[WHAT THIS EXERCISE ASKS]
**A.** In the passage on SunRice's subsidiaries, where are SunFoods' head office and milling base located?
**B.** Name every retail outlet that the passage on SunRice's subsidiaries says stocks the Hinode brand.

[GIVEN PASSAGE]
* START *
Registered in 1970 by SunRice, Trukai has a number of well-established brands including Trukai and Roots Rice. Trukai's head office and processing base is located in Lae, with a marketing office in Port Moresby and distribution facilities located throughout Papua New Guinea. Trukai employs over 1,000 people throughout the country.

=== SolRice ===
Solrice, located in the Solomon Islands, is a distribution, sales and marketing company wholly owned by SunRice.

=== SunFoods ===
SunFoods is a rice milling, distribution and marketing company that was established in 2008 and now owned by SunRice. SunFoods is the owner of the Hinode brand, which was created by the California based Rice Growers Association in the 1930s. The Hinode brand is very strong in medium-grain rice markets throughout the US, and is stocked in retail outlets including Walmart, WinCo Foods Stores and Kruger. SunFoods’ head office and milling base is located in Woodland, California.

=== AGS ===
SunRice's wholly owned subsidiary AGS owns and operates Riverina-based grain storage infrastructure with capacity exceeding one million tonnes.

=== RRAPL ===
Rice Research Australia Pty Ltd (RRAPL), a wholly owned subsidiary of SunRice, undertakes rice varietal and agronomic research and development in partnership with the NSW Department of Primary Industries and the Rural Industries Research and Development Corporation. RRAPL operates a leased farm in the Riverina for its activities.
* END *
[RECORDED DATA]
* START *
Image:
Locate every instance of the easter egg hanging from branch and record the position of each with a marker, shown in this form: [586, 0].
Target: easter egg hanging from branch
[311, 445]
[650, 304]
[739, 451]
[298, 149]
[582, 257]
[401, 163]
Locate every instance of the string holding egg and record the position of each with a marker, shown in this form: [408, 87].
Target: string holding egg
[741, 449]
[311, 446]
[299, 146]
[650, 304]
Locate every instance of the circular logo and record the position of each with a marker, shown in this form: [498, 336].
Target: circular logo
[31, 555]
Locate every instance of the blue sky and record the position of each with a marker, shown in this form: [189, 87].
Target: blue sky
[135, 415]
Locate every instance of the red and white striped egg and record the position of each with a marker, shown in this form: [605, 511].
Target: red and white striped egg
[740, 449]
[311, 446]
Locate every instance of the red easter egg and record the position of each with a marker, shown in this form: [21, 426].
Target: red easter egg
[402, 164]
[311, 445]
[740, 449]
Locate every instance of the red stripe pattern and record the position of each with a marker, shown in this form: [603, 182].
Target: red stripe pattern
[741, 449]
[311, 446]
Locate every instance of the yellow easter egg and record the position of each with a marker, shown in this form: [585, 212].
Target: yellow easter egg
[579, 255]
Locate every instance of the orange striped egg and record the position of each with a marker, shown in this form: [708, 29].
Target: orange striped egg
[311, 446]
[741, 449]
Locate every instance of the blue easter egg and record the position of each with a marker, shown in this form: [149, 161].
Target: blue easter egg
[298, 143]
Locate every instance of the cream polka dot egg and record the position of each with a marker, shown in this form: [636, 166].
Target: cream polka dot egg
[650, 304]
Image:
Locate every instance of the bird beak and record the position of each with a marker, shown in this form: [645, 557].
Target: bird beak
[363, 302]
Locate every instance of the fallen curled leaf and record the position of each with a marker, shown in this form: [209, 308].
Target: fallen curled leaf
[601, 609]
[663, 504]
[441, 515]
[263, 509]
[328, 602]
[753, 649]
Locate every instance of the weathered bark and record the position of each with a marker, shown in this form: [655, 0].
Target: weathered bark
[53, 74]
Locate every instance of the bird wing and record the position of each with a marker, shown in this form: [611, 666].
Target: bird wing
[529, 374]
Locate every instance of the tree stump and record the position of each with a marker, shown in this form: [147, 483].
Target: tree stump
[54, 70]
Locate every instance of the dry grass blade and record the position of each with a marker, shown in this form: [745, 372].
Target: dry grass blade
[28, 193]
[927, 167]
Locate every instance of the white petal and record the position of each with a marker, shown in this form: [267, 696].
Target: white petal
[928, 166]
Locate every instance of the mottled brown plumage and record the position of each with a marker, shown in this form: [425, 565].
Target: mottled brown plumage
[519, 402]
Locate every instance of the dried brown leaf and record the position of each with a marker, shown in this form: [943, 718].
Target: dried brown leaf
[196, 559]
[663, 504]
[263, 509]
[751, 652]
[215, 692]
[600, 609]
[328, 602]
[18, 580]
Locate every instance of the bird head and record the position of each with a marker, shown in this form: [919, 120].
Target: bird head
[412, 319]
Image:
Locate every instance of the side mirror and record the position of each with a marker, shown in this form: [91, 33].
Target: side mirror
* END *
[ANSWERS TO THE TASKS]
**A.** Woodland, California.

**B.** Walmart, WinCo Foods Stores, Kruger